- Source extract:
—————
Notice that $W$ must be in the image of $A$. From {\sc Observation 4}
above, we want to let $W$ be the orthogonal projection of $Y$ into the image
of $A$.
How can we compute this? Notice that $AV - Y$ will then be perpendicular to
the image of $A$. In other words, $AV - Y$ will be perpendicular to all
vectors of the form $AU$ for any vector $U$. Thus by {\sc Observation 2}
$$
0 = \langle AU,\,AV - Y\rangle = \langle U,A^*(AV - Y)\rangle.
$$
But now since the right side holds for {\it all\/} vectors $U$ we can apply
{\sc Observation 1} to conclude that
\begin{equation} \label{eq:normal}
A^*AV = A^*Y.
\end{equation}
These are the {\bf normal equations\/} for $V$ and are what we are seeking.
\medskip
Although this may seem abstract, it is easy to compute this explicitly.
$$
A^*A = \left(\begin{array}{cccc}
1 & 1 & \cdots & 1 \\
x_1 & x_2 & \cdots & x_n
\end{array}\right)
\left(\begin{array}{cc}
1 & x_1 \\
1 & x_2 \\
& \cdots \\
1 & x_n
\end{array}\right)
= \left(\begin{array}{cc}
n & \ \sum x_j \\
\sum x_j & \ \sum x_j^2
\end{array}\right).
—————
- Data shown:
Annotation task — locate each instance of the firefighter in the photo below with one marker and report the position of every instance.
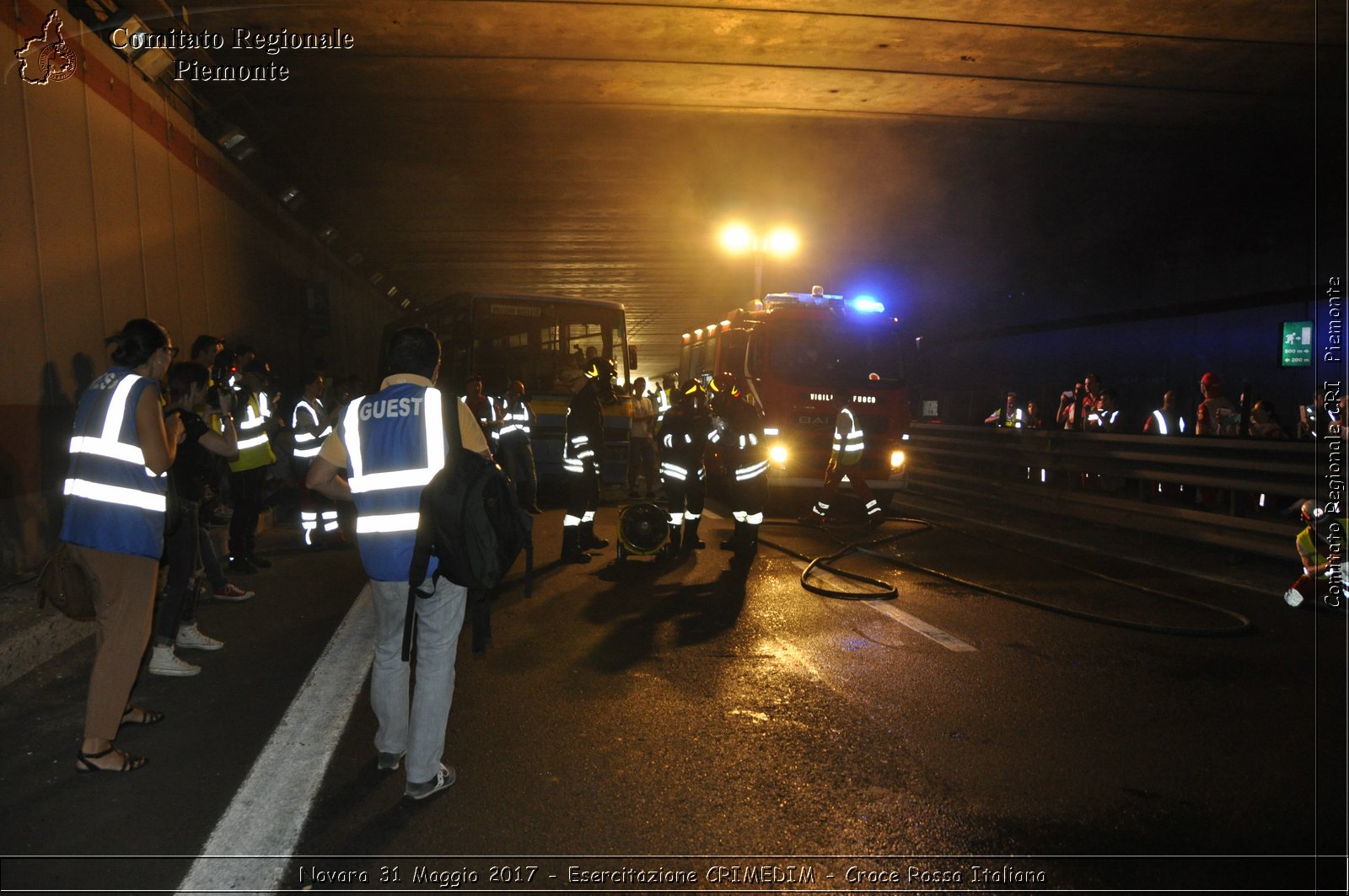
—————
- Work instructions:
a) List every numbered Observation that the normal-equations passage refers to, in the order they appear.
b) Reproduce the normal-equations passage verbatim, starting at "Notice that $W$" and ending at "U,A^*(AV - Y)\rangle.".
c) Carry on the normal-equations passage from the point where it stops.

- Answer set:
a) Observation 4, Observation 2, Observation 1

b)
Notice that $W$ must be in the image of $A$. From {\sc Observation 4}
above, we want to let $W$ be the orthogonal projection of $Y$ into the image
of $A$.
How can we compute this? Notice that $AV - Y$ will then be perpendicular to
the image of $A$. In other words, $AV - Y$ will be perpendicular to all
vectors of the form $AU$ for any vector $U$. Thus by {\sc Observation 2}
$$
0 = \langle AU,\,AV - Y\rangle = \langle U,A^*(AV - Y)\rangle.

c)
$$
The computation of $A^*Y$ is equally straightforward so the normal equations
are two equations in two unknowns:
$$
\left(\begin{array}{cc}
n & \ \sum x_j \\
\sum x_j & \ \sum x_j^2
\end{array}\right)
\left(\begin{array}{c}
a \\
b
\end{array} \right) =
\left(\begin{array}{c}
\sum y_j \\
\sum x_jy_j
\end{array}\right).
$$
These can be solved using high school algebra.
\medskip
Identical methods can be used to find, for instance, the quadratic
polynomial $y = a + bx + cx^2$ that best fits some data, or the plane
$z = a + bx + cy$ that best fits given data. The technique of least
squares is widely used in all area where one has experimental data.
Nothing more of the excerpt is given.